> [Actions to take]:
A - Please write out the stretch of the article about B.V.R. Rao from "Rao searched and" through "people are Christian.", word for word.
B - Translate this sentence from the article about B.V.R. Rao into Spanish: "Rao attended church with this friend for five months and began reading the Bible."

Baptist leader from India shares heart for reaching Hindus with FBC Tuscaloosa

Baptist leader from India shares heart for reaching Hindus with FBC Tuscaloosa

Growing up in India, B.V.R. Rao was abused as a youngster, but he always knew hope was out there somewhere.

Thirsty for knowledge, Rao was forced to go outside and read by the light of streetlamps until midnight or later because his sister-in-law — his caretaker, along with his eldest brother, after his father died — denied him the use of electric lighting to study. Seeking peace as a teenager, he became a Buddhist when he could find no peace in the Hinduism into which he was born.

Rao searched and searched for peace. And one day, he found it — in Christ.
“You are looking for peace. Why not try Jesus?,” a high school classmate told him. Rao attended church with this friend for five months and began reading the Bible. The pastor explained the plan of salvation to him, and he committed his life to Christ.

‘Tremendous need’
Now Rao, executive director of Prison Fellowship of India and president of the India Baptist Convention, is working hard to spread that commitment around in the nation, where only 4 percent of the more than 1 billion people are Christian.

> [Provided material]:

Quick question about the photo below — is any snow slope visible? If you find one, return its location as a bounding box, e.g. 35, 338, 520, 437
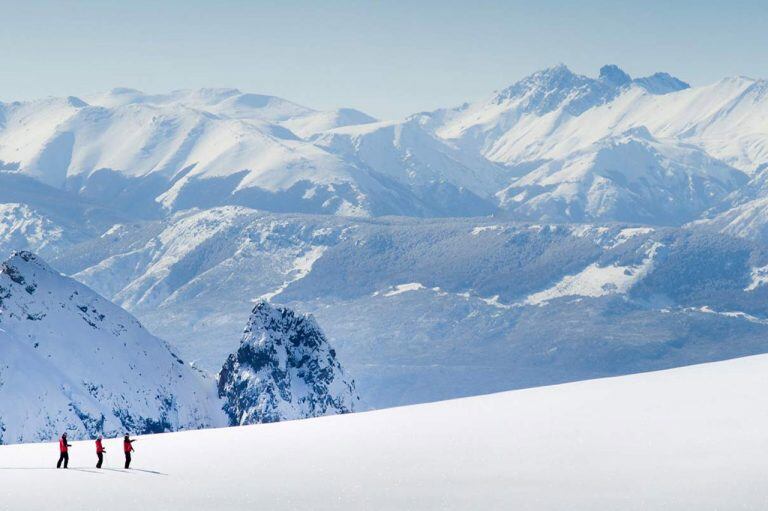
217, 301, 360, 426
0, 252, 226, 443
0, 356, 768, 511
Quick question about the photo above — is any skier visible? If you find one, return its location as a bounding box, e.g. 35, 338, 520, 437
123, 435, 136, 468
96, 435, 107, 468
56, 433, 72, 468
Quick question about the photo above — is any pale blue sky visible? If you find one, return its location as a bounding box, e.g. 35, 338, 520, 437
0, 0, 768, 118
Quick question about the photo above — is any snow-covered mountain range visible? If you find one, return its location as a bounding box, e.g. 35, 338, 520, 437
0, 65, 768, 414
0, 65, 768, 225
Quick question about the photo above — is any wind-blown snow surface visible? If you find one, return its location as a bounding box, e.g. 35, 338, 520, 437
0, 252, 225, 443
0, 356, 768, 511
0, 65, 768, 225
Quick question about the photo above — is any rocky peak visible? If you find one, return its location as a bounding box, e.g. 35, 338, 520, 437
218, 301, 359, 425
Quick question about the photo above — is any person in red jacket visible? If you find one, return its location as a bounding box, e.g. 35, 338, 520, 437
56, 433, 72, 468
96, 435, 107, 468
123, 435, 136, 468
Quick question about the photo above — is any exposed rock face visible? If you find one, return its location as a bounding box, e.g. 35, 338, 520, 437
218, 301, 359, 425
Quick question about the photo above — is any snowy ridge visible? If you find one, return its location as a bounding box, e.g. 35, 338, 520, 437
0, 252, 223, 443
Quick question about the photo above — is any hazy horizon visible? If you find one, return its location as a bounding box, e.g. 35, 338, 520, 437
0, 0, 768, 119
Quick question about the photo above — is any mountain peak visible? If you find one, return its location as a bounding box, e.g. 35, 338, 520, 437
218, 300, 358, 425
600, 64, 632, 87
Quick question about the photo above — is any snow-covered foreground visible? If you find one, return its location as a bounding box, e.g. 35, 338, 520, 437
0, 356, 768, 511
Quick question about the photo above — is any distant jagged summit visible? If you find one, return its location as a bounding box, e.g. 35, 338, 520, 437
218, 301, 359, 425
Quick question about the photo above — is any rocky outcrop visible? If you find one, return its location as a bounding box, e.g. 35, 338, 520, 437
218, 301, 359, 425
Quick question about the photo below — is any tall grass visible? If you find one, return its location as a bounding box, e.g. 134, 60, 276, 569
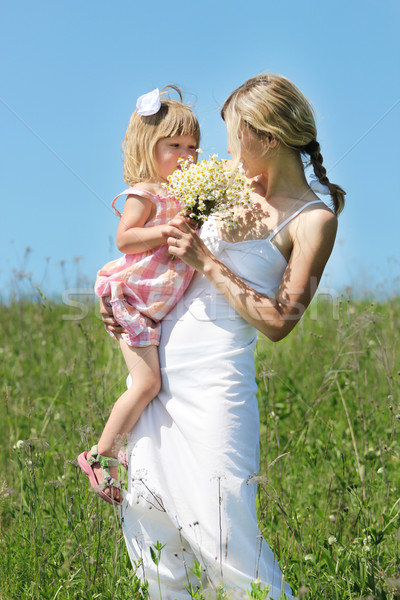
0, 296, 400, 600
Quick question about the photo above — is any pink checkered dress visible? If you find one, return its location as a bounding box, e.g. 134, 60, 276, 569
94, 188, 194, 347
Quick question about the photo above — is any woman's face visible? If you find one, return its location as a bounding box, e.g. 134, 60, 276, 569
154, 135, 197, 181
228, 126, 268, 179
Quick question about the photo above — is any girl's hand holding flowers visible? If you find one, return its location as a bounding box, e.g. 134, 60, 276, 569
164, 215, 213, 271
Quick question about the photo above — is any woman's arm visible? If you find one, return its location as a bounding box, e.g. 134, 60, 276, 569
117, 188, 170, 254
167, 210, 337, 341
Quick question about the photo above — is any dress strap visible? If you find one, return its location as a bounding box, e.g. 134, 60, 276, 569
111, 187, 154, 217
267, 200, 323, 240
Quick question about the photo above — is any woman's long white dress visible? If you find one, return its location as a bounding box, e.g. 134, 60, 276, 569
121, 205, 318, 600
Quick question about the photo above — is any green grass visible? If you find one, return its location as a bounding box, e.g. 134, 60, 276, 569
0, 296, 400, 600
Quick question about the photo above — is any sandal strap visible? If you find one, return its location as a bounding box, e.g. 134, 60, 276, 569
87, 444, 119, 469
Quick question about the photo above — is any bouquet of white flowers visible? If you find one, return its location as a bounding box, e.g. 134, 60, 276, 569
162, 154, 252, 229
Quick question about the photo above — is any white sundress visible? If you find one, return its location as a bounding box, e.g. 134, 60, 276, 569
121, 200, 320, 600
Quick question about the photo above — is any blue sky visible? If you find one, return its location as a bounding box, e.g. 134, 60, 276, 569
0, 0, 400, 298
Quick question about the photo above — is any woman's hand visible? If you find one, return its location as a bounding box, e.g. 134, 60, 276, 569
100, 296, 124, 335
164, 215, 214, 272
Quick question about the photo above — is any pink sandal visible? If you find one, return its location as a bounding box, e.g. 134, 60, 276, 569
78, 446, 121, 506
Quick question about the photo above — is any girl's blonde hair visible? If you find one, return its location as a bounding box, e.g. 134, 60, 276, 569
221, 74, 346, 215
122, 85, 200, 186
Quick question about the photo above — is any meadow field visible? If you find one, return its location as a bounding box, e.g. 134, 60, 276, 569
0, 294, 400, 600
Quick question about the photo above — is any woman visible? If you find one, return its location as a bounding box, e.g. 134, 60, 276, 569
101, 75, 344, 600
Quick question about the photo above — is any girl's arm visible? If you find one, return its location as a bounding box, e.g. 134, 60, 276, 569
117, 188, 170, 254
167, 210, 337, 342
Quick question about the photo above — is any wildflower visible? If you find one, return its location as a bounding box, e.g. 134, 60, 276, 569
162, 154, 252, 229
328, 535, 337, 546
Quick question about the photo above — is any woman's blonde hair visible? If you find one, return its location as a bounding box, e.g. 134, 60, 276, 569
221, 74, 346, 215
122, 85, 200, 186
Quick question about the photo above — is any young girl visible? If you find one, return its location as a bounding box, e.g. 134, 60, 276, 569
78, 86, 200, 504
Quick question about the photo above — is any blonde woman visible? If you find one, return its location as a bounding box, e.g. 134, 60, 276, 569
102, 74, 344, 600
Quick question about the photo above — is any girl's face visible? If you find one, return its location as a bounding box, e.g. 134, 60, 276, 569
155, 135, 197, 181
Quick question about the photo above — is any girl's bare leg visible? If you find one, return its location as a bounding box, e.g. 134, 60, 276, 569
93, 336, 161, 500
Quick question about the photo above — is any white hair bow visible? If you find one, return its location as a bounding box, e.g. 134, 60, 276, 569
308, 173, 330, 196
136, 88, 161, 117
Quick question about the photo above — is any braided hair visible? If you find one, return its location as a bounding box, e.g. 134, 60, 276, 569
300, 138, 346, 215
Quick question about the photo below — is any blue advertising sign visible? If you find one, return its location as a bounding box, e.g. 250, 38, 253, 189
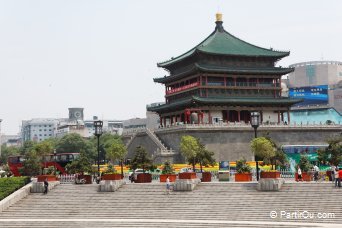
219, 161, 229, 170
289, 85, 329, 106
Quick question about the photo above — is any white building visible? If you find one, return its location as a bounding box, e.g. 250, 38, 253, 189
21, 118, 58, 142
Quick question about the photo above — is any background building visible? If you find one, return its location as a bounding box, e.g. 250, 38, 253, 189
283, 61, 342, 123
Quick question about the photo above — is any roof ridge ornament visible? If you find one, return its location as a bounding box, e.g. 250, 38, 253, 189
215, 12, 224, 32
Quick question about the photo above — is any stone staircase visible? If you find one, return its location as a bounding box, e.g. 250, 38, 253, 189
0, 182, 342, 227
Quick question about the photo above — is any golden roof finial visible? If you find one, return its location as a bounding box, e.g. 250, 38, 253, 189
216, 12, 222, 21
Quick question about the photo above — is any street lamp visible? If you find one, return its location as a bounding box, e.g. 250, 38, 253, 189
94, 120, 103, 183
251, 112, 260, 181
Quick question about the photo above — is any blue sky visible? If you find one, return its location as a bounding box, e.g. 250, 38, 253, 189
0, 0, 342, 134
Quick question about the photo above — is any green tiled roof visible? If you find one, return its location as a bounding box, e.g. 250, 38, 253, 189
148, 96, 303, 112
158, 22, 290, 67
153, 63, 294, 83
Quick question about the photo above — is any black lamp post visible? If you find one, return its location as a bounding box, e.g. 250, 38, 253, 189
94, 120, 103, 182
251, 112, 260, 181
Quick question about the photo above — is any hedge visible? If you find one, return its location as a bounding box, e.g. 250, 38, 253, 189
0, 177, 31, 200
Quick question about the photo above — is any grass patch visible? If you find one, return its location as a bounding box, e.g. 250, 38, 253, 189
0, 177, 31, 200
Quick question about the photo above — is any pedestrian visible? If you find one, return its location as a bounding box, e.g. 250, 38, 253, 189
330, 165, 336, 182
44, 178, 49, 194
297, 166, 303, 181
166, 176, 170, 195
334, 167, 339, 188
338, 168, 342, 188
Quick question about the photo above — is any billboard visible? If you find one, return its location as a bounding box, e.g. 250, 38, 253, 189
289, 85, 329, 106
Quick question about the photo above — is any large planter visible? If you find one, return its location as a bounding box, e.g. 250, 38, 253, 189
159, 174, 177, 182
135, 173, 152, 183
235, 173, 252, 182
78, 175, 93, 184
178, 172, 197, 179
37, 175, 57, 182
102, 173, 122, 180
201, 172, 211, 182
295, 173, 312, 181
260, 171, 280, 178
326, 170, 332, 181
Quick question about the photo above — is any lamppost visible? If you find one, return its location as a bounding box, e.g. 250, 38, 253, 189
94, 120, 103, 183
0, 119, 2, 159
251, 112, 260, 181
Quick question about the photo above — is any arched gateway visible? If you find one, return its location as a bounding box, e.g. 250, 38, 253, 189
148, 14, 302, 126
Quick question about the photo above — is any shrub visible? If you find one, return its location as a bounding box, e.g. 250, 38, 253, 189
162, 161, 174, 174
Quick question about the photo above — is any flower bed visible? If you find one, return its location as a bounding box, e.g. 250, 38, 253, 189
159, 174, 177, 182
135, 173, 152, 183
260, 171, 280, 178
37, 175, 57, 182
201, 172, 211, 182
295, 173, 312, 181
0, 177, 31, 200
102, 173, 122, 180
178, 172, 197, 179
235, 173, 252, 182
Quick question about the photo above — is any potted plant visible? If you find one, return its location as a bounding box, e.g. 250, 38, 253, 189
102, 164, 122, 180
159, 161, 177, 182
295, 155, 312, 181
65, 152, 93, 184
37, 166, 57, 182
235, 158, 252, 182
131, 146, 152, 183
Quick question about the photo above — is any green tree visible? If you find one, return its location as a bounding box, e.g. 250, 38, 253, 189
21, 150, 41, 176
180, 135, 201, 170
317, 136, 342, 166
65, 151, 93, 174
56, 133, 97, 159
131, 146, 152, 172
106, 138, 127, 177
33, 140, 54, 168
196, 142, 216, 172
162, 161, 174, 174
19, 140, 37, 155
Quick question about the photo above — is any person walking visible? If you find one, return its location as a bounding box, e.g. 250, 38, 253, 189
330, 165, 336, 183
297, 166, 303, 181
166, 176, 170, 195
334, 167, 339, 188
338, 169, 342, 188
44, 178, 49, 194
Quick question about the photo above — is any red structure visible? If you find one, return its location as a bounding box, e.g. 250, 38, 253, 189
148, 14, 302, 126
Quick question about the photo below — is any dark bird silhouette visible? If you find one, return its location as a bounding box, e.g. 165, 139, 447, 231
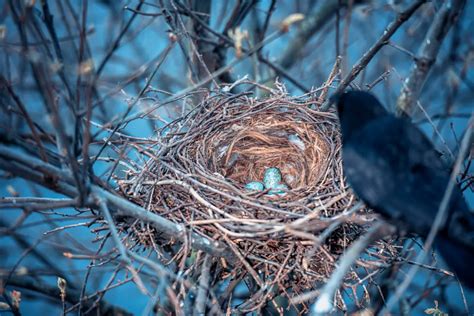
333, 91, 474, 288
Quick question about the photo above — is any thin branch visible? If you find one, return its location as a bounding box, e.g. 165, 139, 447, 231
397, 0, 466, 117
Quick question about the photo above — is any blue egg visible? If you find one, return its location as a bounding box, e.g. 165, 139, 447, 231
245, 181, 265, 191
263, 167, 281, 189
268, 183, 288, 195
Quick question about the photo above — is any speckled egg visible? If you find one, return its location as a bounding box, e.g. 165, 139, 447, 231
263, 167, 281, 189
268, 183, 288, 195
245, 181, 265, 191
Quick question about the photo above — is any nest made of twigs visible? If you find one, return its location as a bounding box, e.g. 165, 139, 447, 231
119, 85, 389, 311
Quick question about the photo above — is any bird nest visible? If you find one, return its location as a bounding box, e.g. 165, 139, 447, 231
119, 86, 390, 311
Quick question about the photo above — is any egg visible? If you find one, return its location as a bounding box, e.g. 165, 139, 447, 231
268, 183, 288, 195
245, 181, 265, 191
263, 167, 281, 189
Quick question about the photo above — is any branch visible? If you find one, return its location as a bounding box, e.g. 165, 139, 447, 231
322, 0, 426, 110
0, 144, 234, 260
8, 277, 131, 315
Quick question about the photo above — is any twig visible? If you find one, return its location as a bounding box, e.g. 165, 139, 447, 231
397, 0, 466, 117
311, 221, 394, 315
381, 115, 474, 314
322, 0, 426, 110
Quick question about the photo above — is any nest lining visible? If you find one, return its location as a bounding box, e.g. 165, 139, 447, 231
119, 89, 394, 310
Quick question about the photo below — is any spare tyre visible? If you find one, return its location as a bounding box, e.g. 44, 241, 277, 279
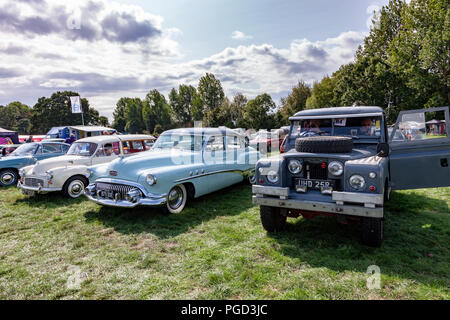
295, 136, 353, 153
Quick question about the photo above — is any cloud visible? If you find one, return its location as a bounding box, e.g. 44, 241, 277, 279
231, 30, 253, 40
0, 0, 365, 119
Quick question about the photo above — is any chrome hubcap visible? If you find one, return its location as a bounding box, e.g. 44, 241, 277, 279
0, 173, 14, 184
69, 180, 84, 197
168, 187, 183, 210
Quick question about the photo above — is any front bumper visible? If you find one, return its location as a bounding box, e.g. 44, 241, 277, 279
84, 179, 167, 208
17, 181, 62, 193
252, 185, 384, 218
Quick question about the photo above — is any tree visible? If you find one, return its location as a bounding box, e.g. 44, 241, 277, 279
244, 93, 276, 130
198, 73, 225, 112
230, 93, 248, 128
0, 101, 32, 134
112, 98, 131, 132
169, 84, 197, 126
124, 98, 145, 133
280, 81, 311, 125
306, 76, 337, 109
142, 89, 171, 132
31, 91, 99, 134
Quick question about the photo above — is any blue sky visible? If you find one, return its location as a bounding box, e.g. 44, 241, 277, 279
0, 0, 387, 119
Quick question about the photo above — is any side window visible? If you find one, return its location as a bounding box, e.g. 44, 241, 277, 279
226, 136, 245, 150
42, 144, 61, 154
205, 136, 224, 151
131, 141, 145, 151
113, 142, 120, 156
61, 144, 70, 153
122, 141, 131, 154
144, 140, 154, 150
389, 108, 448, 143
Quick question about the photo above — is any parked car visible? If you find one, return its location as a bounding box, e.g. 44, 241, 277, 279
0, 142, 70, 187
18, 135, 154, 198
252, 107, 450, 246
250, 131, 283, 152
85, 128, 259, 213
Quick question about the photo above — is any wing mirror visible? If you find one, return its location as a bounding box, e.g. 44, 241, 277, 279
377, 142, 389, 158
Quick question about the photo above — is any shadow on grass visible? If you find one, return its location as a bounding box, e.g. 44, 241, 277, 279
85, 184, 253, 239
15, 192, 86, 209
268, 192, 450, 290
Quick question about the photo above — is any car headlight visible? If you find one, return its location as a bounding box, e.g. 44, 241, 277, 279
267, 170, 278, 183
85, 169, 94, 179
288, 160, 302, 174
349, 174, 366, 189
328, 161, 344, 176
146, 174, 156, 186
45, 170, 53, 180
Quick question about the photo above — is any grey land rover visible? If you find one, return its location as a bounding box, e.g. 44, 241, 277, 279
252, 107, 450, 246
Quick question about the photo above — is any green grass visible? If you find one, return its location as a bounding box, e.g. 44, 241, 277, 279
0, 185, 450, 299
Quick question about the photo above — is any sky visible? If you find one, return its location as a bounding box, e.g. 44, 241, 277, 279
0, 0, 388, 120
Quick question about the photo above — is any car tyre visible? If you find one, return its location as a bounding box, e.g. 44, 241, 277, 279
259, 206, 286, 232
0, 169, 19, 187
163, 184, 187, 214
363, 218, 384, 247
63, 176, 88, 199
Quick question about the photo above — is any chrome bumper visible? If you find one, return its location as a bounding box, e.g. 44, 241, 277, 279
84, 181, 167, 208
252, 186, 384, 218
17, 181, 62, 193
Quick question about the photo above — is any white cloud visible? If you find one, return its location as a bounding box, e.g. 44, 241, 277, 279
0, 0, 365, 119
231, 30, 253, 40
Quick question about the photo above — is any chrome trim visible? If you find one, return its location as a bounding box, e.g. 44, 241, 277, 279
252, 185, 289, 197
17, 181, 62, 193
332, 191, 384, 205
174, 168, 252, 182
252, 196, 384, 218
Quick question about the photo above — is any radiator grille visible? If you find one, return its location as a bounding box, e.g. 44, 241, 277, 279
307, 161, 328, 180
95, 182, 136, 199
25, 178, 44, 188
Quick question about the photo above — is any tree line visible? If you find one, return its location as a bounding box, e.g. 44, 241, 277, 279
0, 0, 450, 135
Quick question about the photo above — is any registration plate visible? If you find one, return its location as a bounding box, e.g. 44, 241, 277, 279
22, 189, 35, 196
296, 179, 334, 190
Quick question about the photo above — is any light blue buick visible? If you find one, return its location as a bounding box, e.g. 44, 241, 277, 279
85, 128, 260, 213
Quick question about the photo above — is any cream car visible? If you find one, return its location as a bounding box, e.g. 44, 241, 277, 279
17, 135, 155, 198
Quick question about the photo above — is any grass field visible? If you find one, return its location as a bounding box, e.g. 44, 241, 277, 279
0, 184, 450, 299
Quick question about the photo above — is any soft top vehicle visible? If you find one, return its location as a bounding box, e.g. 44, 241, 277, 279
85, 128, 259, 213
253, 107, 450, 246
0, 142, 70, 187
18, 135, 155, 198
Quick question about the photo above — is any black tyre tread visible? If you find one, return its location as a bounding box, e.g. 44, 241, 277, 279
295, 136, 353, 153
62, 175, 89, 197
0, 169, 19, 187
259, 206, 286, 232
363, 218, 384, 247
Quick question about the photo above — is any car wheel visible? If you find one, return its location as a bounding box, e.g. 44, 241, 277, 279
259, 206, 286, 232
63, 176, 88, 199
0, 169, 19, 187
363, 218, 384, 247
163, 184, 187, 214
247, 169, 256, 185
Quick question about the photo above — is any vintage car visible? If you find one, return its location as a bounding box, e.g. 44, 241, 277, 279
85, 128, 259, 213
0, 142, 70, 187
252, 107, 450, 246
18, 135, 155, 198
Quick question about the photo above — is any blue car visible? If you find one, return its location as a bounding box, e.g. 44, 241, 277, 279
0, 142, 70, 187
85, 128, 260, 213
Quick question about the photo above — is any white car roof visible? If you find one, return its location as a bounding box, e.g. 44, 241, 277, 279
76, 134, 155, 143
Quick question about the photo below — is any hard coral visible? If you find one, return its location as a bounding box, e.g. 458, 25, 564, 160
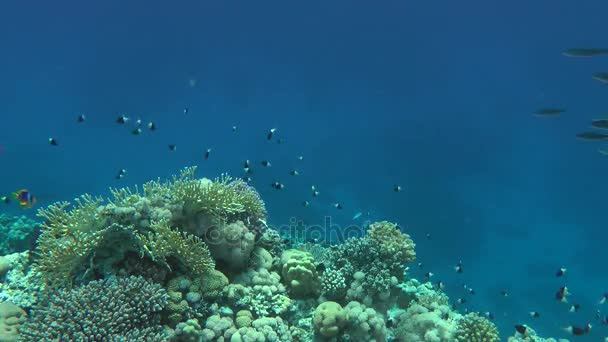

> [Task solutions]:
A -
Rao searched and searched for peace. And one day, he found it — in Christ.
“You are looking for peace. Why not try Jesus?,” a high school classmate told him. Rao attended church with this friend for five months and began reading the Bible. The pastor explained the plan of salvation to him, and he committed his life to Christ.

‘Tremendous need’
Now Rao, executive director of Prison Fellowship of India and president of the India Baptist Convention, is working hard to spread that commitment around in the nation, where only 4 percent of the more than 1 billion people are Christian.

B - Rao asistió a la iglesia con este amigo durante cinco meses y comenzó a leer la Biblia.